# Document passage
We all improve when we share knowledge.

Character Level NLP

NLP systems, like life, are about choices and tradeoffs. One such choice is the designation of the smallest unit our models see. Usually, in language, we work with words. This post explores the merits and drawbacks of another, unintuitive, choice, working at the character level.

Character level models give up the semantic information that words have, as well as the plug and play ecosystem of pre-trained word vectors. In exchange, character level deep learning models provide two fundamental advantages. They alleviate vocabulary problems we encounter on the input of our model, and they remove the computational bottleneck at the output of our model.

On the input side, they dramatically increase the vocabulary our models can handle and show resilience in the face of spelling mistakes and rare words. On the output side, character models are computationally cheaper due to the small size of their vocabulary. This attribute makes training techniques (such as cotraining a language model) feasible and fast even under a constrained budget.

# Work instruction A
For the character-level NLP passage, answer yes or no for each statement on whether it agrees with the passage, and quote the exact words that decide it: (i) Character level models keep the semantic information that words have. (ii) On the output side, character models cost less to compute because their vocabulary is small. (iii) Character level models are more easily thrown off by spelling mistakes.
# Work instruction B
Rewrite the character-level NLP passage from "NLP systems, like" up to and including "of our model.", putting "compromises" in place of "tradeoffs".
# Work instruction C
Write the next part of the character-level NLP passage, starting after its last sentence.
The data after this point comes from a separate source.

# Recorded data
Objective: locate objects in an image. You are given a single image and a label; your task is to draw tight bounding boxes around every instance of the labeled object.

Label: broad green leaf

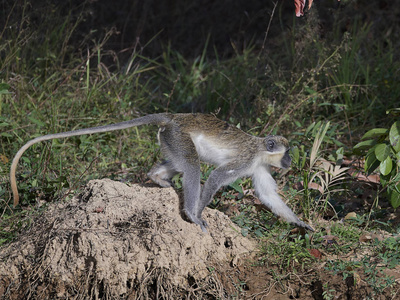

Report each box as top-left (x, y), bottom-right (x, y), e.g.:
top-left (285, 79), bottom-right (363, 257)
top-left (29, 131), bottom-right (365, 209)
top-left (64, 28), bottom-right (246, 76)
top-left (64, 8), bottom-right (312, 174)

top-left (364, 149), bottom-right (380, 175)
top-left (379, 156), bottom-right (393, 175)
top-left (389, 121), bottom-right (400, 152)
top-left (353, 140), bottom-right (376, 150)
top-left (388, 183), bottom-right (400, 208)
top-left (361, 128), bottom-right (389, 140)
top-left (375, 144), bottom-right (390, 161)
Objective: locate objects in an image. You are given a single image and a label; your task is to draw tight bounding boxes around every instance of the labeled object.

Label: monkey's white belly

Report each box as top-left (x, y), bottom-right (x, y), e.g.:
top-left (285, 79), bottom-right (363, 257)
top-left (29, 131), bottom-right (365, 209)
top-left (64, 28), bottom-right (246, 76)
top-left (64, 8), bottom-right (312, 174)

top-left (191, 134), bottom-right (234, 166)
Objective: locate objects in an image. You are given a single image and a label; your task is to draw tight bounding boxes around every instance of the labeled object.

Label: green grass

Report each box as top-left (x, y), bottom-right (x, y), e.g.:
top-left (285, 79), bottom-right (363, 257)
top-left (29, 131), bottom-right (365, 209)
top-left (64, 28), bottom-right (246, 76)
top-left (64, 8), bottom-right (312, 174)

top-left (0, 2), bottom-right (400, 297)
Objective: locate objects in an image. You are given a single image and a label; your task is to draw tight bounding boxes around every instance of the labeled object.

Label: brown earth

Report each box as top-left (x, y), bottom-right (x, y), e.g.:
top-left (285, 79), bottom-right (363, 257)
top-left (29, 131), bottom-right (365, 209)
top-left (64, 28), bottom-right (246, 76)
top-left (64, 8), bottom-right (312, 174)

# Output A
(i) No: "Character level models give up the semantic information that words have"
(ii) Yes: "character models are computationally cheaper due to the small size of their vocabulary"
(iii) No: "show resilience in the face of spelling mistakes and rare words"

# Output B
NLP systems, like life, are about choices and compromises. One such choice is the designation of the smallest unit our models see. Usually, in language, we work with words. This post explores the merits and drawbacks of another, unintuitive, choice, working at the character level.

Character level models give up the semantic information that words have, as well as the plug and play ecosystem of pre-trained word vectors. In exchange, character level deep learning models provide two fundamental advantages. They alleviate vocabulary problems we encounter on the input of our model, and they remove the computational bottleneck at the output of our model.

# Output C
This post follows the following structure. We first illustrate problems we frequently encounter when working at the word level which character level models are set to solve. Since the character level models are counterintuitive, we ask if they can learn anything significant and show a few works that answer that question. We then discuss the advantages and drawbacks of working at the character level and conclude with other techniques that solve the same problem.

Oil well analytics - a motivating example

WellLine provides "AI-Driven Well Timelines for Well Optimization" and were one of LightTags first customers. Part of their work is applying natural language processing to the human written logs each oil well produces.

Annotating Oil Well Logs
Annotating Oil Well Logs with LightTag

WellLine's domain is almost a subdialect of English. Many of the words are in English, but many are not, there are abbreviations and jargon that only a domain expert could understand. Since this domain isn't abundant on the internet, common pre-trained NLP solutions such as word vectors don't have a vocabulary that fits WellLine's.

In WellLine's case, measurements and units are important, but tokenizing them before applying a model can lead to trouble. Consider the term 9 7/8" BHA that is annotated as Rig Equipment. A standard tokenizer, that is - a standard assumption of what a word is, would separate the numbers giving us [9,7,/,8,"]. A more accurate tokenizer would require significant domain expertise and engineering effort to produce.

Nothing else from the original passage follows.